*Excerpted text*.
The figure 53,000 deaths from second-hand smoke so often quoted by various health organizations are not “real deaths.” They come from a CDC computer program called SAMMEC ll. This computer spits out data based on formulas derived from relative risk factors. These factors are only assumptions not real and the risk factors for second-hand smoke are actually scientifically considered to be insignificant. To put this in proper perspective, the relative risk of lung cancer for persons drinking whole milk and cancers from chlorinated water is greater than risk factors in studies which formed a basis for the second-hand smoke death rates spit out by SAMMEC II Incidentally, the original studies for developing the formula used by the CDC’s SAMMEC II, were not done by medical doctors/researchers, toxicologists or epidemiologists. They were done by a mechanical engineer and a retired chemist.

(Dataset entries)
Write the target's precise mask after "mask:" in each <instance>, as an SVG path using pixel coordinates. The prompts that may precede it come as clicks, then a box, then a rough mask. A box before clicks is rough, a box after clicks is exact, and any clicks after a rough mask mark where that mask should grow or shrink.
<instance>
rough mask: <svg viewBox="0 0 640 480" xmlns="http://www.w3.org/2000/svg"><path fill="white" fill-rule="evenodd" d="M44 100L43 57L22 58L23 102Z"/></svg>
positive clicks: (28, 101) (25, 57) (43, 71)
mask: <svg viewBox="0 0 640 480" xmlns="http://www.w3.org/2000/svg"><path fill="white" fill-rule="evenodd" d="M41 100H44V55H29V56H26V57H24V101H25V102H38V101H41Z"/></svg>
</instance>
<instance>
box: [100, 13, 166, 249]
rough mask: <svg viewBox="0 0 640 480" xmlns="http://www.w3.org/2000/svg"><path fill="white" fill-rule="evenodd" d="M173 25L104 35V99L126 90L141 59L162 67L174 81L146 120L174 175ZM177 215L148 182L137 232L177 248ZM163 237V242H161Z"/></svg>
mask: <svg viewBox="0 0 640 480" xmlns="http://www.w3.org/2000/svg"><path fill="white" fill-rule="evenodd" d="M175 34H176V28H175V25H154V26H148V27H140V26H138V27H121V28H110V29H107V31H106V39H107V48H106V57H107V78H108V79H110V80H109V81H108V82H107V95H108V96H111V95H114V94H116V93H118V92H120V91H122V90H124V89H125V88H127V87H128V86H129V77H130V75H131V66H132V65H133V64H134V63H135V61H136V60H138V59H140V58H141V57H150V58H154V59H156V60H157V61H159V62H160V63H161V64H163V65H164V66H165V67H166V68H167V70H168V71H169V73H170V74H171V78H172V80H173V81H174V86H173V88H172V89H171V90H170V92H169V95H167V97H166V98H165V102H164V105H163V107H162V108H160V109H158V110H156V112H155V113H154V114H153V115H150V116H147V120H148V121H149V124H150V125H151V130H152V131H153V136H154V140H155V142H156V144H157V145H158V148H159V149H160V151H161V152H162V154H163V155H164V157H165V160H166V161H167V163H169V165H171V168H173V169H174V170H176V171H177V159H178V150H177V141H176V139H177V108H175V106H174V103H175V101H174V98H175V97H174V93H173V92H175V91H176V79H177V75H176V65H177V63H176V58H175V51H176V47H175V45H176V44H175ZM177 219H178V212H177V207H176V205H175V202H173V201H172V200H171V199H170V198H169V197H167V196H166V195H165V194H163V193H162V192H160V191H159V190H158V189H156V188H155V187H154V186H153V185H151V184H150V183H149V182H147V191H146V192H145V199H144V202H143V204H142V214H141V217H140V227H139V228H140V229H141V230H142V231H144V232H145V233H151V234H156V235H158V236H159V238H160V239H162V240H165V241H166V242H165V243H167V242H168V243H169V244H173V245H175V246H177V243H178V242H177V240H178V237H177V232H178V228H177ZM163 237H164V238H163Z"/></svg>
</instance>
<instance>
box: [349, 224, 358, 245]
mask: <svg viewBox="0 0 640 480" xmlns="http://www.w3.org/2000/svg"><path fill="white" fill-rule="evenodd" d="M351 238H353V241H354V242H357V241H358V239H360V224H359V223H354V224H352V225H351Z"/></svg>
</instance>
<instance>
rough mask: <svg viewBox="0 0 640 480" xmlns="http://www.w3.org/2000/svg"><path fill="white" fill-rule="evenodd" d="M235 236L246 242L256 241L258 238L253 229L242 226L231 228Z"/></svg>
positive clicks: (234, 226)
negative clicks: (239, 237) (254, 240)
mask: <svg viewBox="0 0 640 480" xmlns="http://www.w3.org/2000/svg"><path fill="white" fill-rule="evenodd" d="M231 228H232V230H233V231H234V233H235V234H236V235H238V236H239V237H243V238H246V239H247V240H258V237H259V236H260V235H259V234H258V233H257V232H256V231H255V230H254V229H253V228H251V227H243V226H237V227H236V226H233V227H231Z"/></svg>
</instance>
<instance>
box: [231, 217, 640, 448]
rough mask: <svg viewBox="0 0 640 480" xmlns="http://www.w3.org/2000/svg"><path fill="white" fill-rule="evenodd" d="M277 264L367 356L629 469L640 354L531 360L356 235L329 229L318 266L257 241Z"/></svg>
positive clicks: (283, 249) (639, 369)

*Instructions*.
**A.** In the text on second-hand smoke death figures, who carried out the original studies behind the formula used by SAMMEC II?
**B.** Pick up the text on second-hand smoke death figures after its final sentence and carry it forward.

*Responses*.
**A.** A mechanical engineer and a retired chemist.

**B.**
Perhaps second-hand smoke is not responsible for every disease for which a cause has not been discovered. A previously unrecognized group of air pollutants could have effects remarkably similar to harmful substances found in tobacco smoke, Louisiana scientists reported in a study presented Aug. 17, 2008, at the 236th National Meeting of the American Chemical Society. Inhaling those pollutants exposed the average person up to 300 times more free radicals daily than from smoking one cigarette, they added. The discovery could help explain the long-standing medical mystery of why non-smokers develop tobacco-related diseases like lung cancer, said H. Barry Dellinger, Ph.D., the Patrick F. Taylor Chair of Environmental Chemistry at Louisiana State University in Baton Rouge.